Selected text ::
(begin)
KNOTS . The sacred value attributed to knots throughout human history, and amid the most diverse cultures, has interested historians of religions since the nineteenth century. As products of the activity of tying or binding, knots have usually been studied in the context of the more general phenomenon of sacred bonds. It is not surprising, therefore, that research into the religious value of knots has followed the same general pattern that one finds in the study of binding. In particular, the problems have been formulated in similar terms, similar methods have been employed, and consequently the results obtained have also tended to coincide.
Thus the leading students of the religious significance of binding and bonds have also led the way in the study of knots. Scholars such as James G. Frazer, Isidor Scheftelowitz, Walter J. Dilling, Georges Dumézil, and Mircea Eliade have made important contributions in both areas. In general, these scholars have expended considerable effort on the collection of data that are then subjected to comparative-historical study. Closer examination shows, however, that several quite different methods have been employed. Some scholars have been content with a simple exposition of individual instances of knots in particular cultures (Frazer, Dilling). Others have defined their study in terms of a definite cultural area (Dumézil). Finally, there has been an attempt at a phenomenological analysis of knots aimed at the identification of an archetype of the bond (Eliade). The results obtained by these methods, from Frazer to Eliade, have generally been formulated in exclusively symbolic terms, for the most part in the context of magical beliefs and practices. What has not been adequately studied up to now is the symbolic value that knots may have in the context of everyday life and the wholly secular and functional importance of binding and knots in that context.
(end)
Entries supplied ::
(begin)
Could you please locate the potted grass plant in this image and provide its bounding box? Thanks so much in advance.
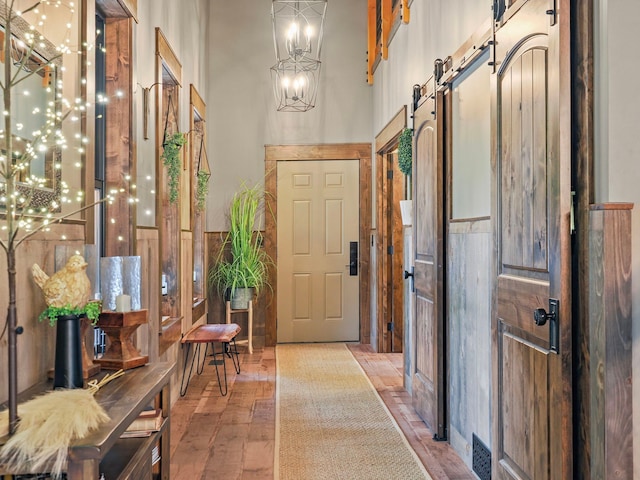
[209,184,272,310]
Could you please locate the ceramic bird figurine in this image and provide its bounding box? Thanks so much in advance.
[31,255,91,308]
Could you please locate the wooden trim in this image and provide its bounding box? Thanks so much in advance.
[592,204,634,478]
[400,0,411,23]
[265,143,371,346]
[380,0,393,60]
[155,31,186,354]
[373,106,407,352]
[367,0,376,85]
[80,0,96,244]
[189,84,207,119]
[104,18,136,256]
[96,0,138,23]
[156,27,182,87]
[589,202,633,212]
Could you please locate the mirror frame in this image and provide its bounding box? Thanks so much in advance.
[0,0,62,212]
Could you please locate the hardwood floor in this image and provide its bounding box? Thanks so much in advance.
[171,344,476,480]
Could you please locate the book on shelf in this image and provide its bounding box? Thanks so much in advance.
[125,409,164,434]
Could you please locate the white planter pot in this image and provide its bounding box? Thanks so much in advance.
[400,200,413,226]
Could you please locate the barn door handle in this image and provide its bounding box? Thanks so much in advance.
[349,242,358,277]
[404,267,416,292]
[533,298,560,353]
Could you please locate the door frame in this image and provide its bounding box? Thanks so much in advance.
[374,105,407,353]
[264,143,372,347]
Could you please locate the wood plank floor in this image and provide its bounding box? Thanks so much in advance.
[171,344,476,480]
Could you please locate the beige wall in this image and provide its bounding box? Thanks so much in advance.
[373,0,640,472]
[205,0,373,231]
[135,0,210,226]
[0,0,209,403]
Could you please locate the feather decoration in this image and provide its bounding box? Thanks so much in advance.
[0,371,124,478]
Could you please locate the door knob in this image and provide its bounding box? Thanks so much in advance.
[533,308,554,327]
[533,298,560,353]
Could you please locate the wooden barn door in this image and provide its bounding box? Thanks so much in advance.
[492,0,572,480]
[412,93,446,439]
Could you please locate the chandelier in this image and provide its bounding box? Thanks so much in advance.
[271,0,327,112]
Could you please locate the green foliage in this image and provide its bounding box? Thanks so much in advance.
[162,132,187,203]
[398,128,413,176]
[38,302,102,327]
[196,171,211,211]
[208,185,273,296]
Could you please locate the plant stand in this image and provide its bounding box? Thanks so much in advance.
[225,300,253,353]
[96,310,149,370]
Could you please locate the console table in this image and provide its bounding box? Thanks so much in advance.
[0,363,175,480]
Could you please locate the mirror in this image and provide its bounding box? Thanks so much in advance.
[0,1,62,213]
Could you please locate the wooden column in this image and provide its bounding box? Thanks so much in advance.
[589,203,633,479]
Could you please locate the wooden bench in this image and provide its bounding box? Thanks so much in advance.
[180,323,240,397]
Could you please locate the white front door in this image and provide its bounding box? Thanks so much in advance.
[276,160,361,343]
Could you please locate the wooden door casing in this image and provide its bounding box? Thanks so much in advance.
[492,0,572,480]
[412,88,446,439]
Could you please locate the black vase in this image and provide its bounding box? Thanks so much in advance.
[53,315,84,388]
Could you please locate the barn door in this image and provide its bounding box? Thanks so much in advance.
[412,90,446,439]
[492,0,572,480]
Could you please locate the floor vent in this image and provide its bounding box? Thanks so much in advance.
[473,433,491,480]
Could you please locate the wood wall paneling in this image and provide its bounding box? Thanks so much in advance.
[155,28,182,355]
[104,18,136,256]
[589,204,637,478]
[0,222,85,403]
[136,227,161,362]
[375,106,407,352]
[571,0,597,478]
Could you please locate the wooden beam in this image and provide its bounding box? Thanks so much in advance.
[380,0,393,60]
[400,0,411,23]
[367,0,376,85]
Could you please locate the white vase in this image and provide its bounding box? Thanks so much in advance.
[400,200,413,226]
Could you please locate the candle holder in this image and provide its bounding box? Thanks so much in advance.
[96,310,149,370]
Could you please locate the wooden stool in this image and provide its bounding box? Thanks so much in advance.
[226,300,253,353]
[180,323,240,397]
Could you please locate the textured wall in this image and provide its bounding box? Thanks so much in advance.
(end)
Work instructions ::
a – In the passage on knots, which scholar attempted a phenomenological analysis of knots to identify an archetype of the bond?
b – Write the paragraph that follows in the passage on knots, starting right after its last sentence.

Results for each task ::
a – Mircea Eliade.

b –
Beginning with the work of Frazer at the beginning of the present century, scholars have repeatedly affirmed that the sacred action of tying or untying a knot serves to establish or remove some restraint and that it has either a positive or a negative effect, depending upon the specific circumstances under which it is done and the motives of the person doing it. Countless examples of such symbolic action have been furnished, drawn from both primitive cultures and higher civilizations. Every imaginable type of bond has been analyzed, bonds both concrete (such as are made from string or rope, or again, rings and chains) and abstract. Instances have been provided of knots tied in both public and private rituals as well as in nonritual contexts. Knots are found to be tied by superhuman beings as well as by ordinary mortals, and in the latter case by those who are religiously inspired as well as by those who are not. In all of this description, however, the deeper motives behind such widespread forms of activity have not been sought.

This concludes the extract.